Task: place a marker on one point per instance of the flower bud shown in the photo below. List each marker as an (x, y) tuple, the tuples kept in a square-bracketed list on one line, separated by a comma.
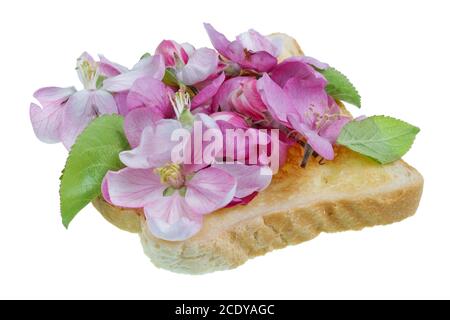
[(172, 52)]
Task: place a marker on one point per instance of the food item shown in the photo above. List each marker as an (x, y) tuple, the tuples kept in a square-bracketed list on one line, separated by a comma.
[(349, 193), (217, 156)]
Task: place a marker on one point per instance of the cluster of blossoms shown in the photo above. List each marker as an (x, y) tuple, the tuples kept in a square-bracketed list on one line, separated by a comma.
[(242, 84)]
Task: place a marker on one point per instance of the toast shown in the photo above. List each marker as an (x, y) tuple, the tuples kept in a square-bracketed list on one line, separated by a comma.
[(349, 193)]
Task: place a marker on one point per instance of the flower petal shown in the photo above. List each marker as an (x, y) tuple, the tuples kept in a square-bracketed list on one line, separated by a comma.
[(260, 61), (153, 65), (47, 122), (151, 93), (307, 94), (222, 98), (249, 179), (170, 218), (103, 102), (319, 144), (315, 63), (218, 40), (109, 68), (207, 93), (53, 95), (132, 188), (292, 67), (332, 130), (135, 123), (276, 100), (170, 50), (200, 66), (147, 67), (210, 189), (121, 102), (253, 41), (155, 147), (78, 112)]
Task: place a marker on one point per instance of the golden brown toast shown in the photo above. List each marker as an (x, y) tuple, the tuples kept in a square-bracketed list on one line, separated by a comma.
[(349, 193)]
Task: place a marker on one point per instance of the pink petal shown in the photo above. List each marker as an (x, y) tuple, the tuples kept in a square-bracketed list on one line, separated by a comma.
[(195, 150), (315, 63), (247, 100), (188, 48), (249, 179), (210, 189), (260, 61), (121, 102), (168, 49), (292, 67), (252, 40), (170, 218), (103, 102), (222, 98), (53, 95), (155, 147), (135, 123), (218, 40), (332, 130), (47, 122), (78, 112), (276, 100), (319, 144), (200, 66), (132, 188), (229, 120), (207, 93), (147, 67), (242, 201), (109, 68), (307, 94), (105, 190), (153, 94)]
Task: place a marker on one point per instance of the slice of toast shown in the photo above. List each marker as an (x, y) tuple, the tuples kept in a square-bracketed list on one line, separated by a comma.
[(349, 193)]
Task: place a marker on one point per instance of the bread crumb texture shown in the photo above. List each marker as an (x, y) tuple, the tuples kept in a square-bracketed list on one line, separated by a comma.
[(349, 193)]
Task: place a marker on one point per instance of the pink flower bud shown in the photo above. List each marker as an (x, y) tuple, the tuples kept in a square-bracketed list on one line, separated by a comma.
[(241, 95), (172, 52)]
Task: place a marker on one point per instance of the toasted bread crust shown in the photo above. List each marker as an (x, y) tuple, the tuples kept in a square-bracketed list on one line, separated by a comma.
[(232, 236)]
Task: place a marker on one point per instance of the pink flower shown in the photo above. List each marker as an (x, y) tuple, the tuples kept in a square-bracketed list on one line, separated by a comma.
[(66, 112), (173, 52), (303, 104), (303, 67), (190, 65), (122, 79), (241, 95), (246, 140), (150, 66), (203, 101), (250, 50), (174, 196)]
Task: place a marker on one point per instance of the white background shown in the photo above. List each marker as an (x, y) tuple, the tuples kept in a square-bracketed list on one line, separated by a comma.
[(396, 53)]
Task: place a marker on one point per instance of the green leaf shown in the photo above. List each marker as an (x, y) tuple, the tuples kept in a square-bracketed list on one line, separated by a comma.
[(170, 78), (382, 138), (340, 87), (95, 151)]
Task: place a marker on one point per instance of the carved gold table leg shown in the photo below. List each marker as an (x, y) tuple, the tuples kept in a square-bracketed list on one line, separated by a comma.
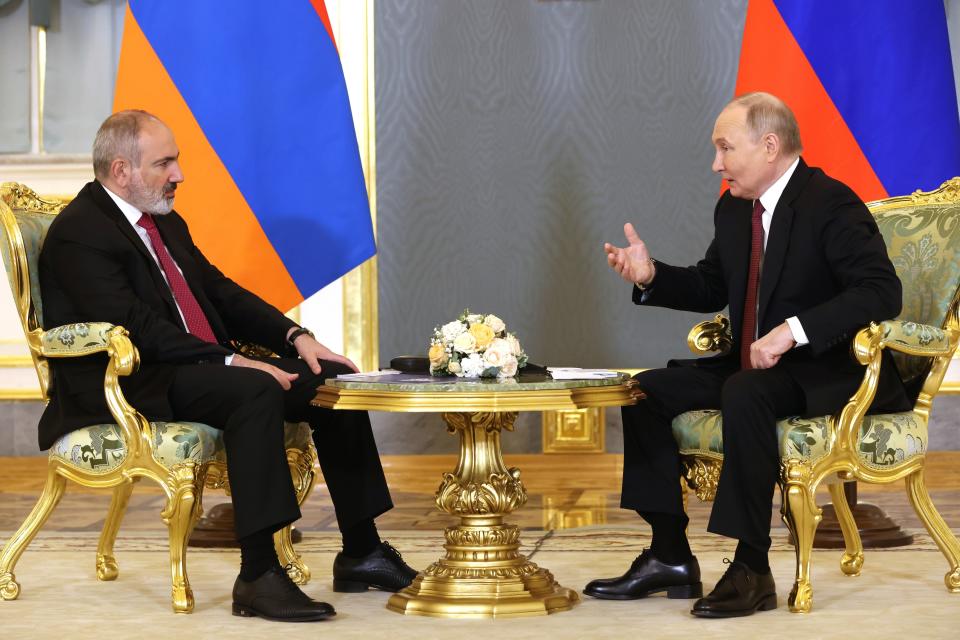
[(483, 574)]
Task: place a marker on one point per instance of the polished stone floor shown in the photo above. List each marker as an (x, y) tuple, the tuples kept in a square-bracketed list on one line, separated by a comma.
[(572, 526), (565, 491)]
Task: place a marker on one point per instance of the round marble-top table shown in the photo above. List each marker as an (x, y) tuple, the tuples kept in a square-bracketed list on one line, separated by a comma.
[(483, 574)]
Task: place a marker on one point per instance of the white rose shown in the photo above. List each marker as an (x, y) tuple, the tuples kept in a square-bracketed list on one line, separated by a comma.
[(465, 343), (473, 365), (515, 347), (509, 368), (497, 353), (452, 329), (495, 323)]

━━━━━━━━━━━━━━━━━━━━

■ TASK DETAILS
Rewrite every entry with "marker" changed to "dot" and everything else left as it is. Leave out the pictures.

■ SOLUTION FOR THIS EXERCISE
Task: place a dot on one point per instance of the flower bud shown in the photo below. List each dot as an (x, y) tuple, the tuples kept in a square-bracketed list on one line, separated by a comma.
[(172, 52)]
Task: place a dot on one point per instance of the food item shown in the photo above. List each dot as an (x, y) tuple, the tuples kept in a square-bracketed list on one line, separated by a comma.
[(349, 193), (217, 156)]
Task: place a dot on one point per instance of the cluster of blossoms shown in the photo above. List each dot as an (x, y) tuple, the tuples kept in a square-bracketed list on one line, separated by a comma.
[(242, 84)]
Task: place a dot on one point per instance of the toast shown in the photo above. List each dot as an (x, y) tuple, the tuples kept in a square-bracketed list on one line, separated by a comma.
[(349, 193)]
Task: place a dot on one point per instance of the flower petal shown in the photo above. List each dot as an (x, y) tuple, the tuples kept in a square-bracketed list on one line, separated by a comma.
[(260, 61), (153, 65), (47, 122), (151, 93), (307, 94), (222, 98), (249, 179), (170, 218), (103, 102), (319, 144), (315, 63), (218, 40), (109, 68), (207, 93), (53, 95), (132, 188), (292, 67), (332, 130), (135, 123), (276, 100), (170, 50), (200, 66), (147, 67), (210, 189), (121, 102), (253, 41), (155, 147), (78, 112)]
Task: place a dot on one point per instance of the golden brown toast shown in the photo above. List each dot as an (x, y) tuple, the tuples kept in a square-bracketed list on one line, separated by a comma.
[(349, 193)]
Task: place a dot on one point per instance of the pink petal shown in the photo above. List each dot as an (x, y) tuple, the tuples kept in a square-bracketed list on one line, separated by a comma.
[(195, 150), (315, 63), (247, 100), (188, 48), (249, 179), (210, 189), (260, 61), (121, 102), (168, 49), (292, 67), (252, 40), (170, 218), (103, 102), (222, 98), (53, 95), (155, 147), (135, 123), (218, 40), (332, 130), (47, 122), (78, 112), (276, 100), (319, 144), (200, 66), (132, 188), (229, 120), (207, 93), (147, 67), (242, 201), (109, 68), (307, 94), (105, 190), (153, 94)]
Task: place a dot on one point per instance of the slice of toast shown in the photo above. List each dot as an (x, y) tuple, the tuples kept in a square-bracketed list on one line, separated by a comma.
[(349, 193)]
Task: place a dot on one point per instance of the bread crumb texture shown in the photo above. List each dot as an (x, y) tuple, the tuples kept in a square-bracketed list on one line, separated by a comma.
[(349, 193)]
Task: place a dot on one point per instance of the pink flower bud shown in the photo above. List each dot as an (x, y) tuple, the tuples kept in a square-bracketed list on one line, separated by a comma.
[(241, 95), (172, 52)]
Task: place a dot on one point per instance of the toasted bread crust shown in the photo above. List each dot as an (x, y) tuple, the tuples kept in a square-bracketed list on one line, separated by a comma.
[(232, 236)]
Task: place a dot on one point per instance of the pink flower shown in the photo above. List each dot as an (x, y) tuple, the tuples kept in a square-bracketed list on one line, separated by a comma.
[(66, 112), (173, 52), (303, 104), (303, 67), (190, 65), (122, 79), (241, 95), (246, 140), (150, 66), (203, 101), (250, 50), (174, 196)]
Task: place a dot on one point per instance of the white background shown in the photo above. List each dot as an (x, y) tuple, the tuples kept in a square-bracketed list on one line, separated by a comma.
[(396, 53)]
Task: place a dot on one point per instance of the green leaf shown in the photo above. List each dot as an (x, y) tuple, the tuples kept in a square-bracketed list on one line, separated by a comma.
[(170, 78), (382, 138), (340, 87), (95, 151)]
Task: place a dot on one point per instance of the carved gold table leg shown in the photo below. List each dot as an (x, y) tuple, the tuples kept in a square-bracketed list on one line, separated by a comma.
[(483, 574)]
Task: place a dot on one point per instance of the polished stone floor shown in the photo above. List each dot as an (x, y) tuple, the tuples kept in a square-bracketed list on one line, separated by a comma.
[(572, 526), (565, 491)]
Task: place a dot on one point per instance of the round marble-top table shown in the photo above. List each dot as an (x, y) tuple, the tuples kept in a square-bracketed list on one line, separated by a comma.
[(483, 574)]
Task: place a dot on one point per instance of the white rose shown in the photo above. List each dot as an (x, y) tuple, the tuples kept in a square-bracketed list on one line, separated by a comma.
[(465, 343), (473, 365), (515, 347), (509, 368), (497, 353), (452, 329), (495, 323)]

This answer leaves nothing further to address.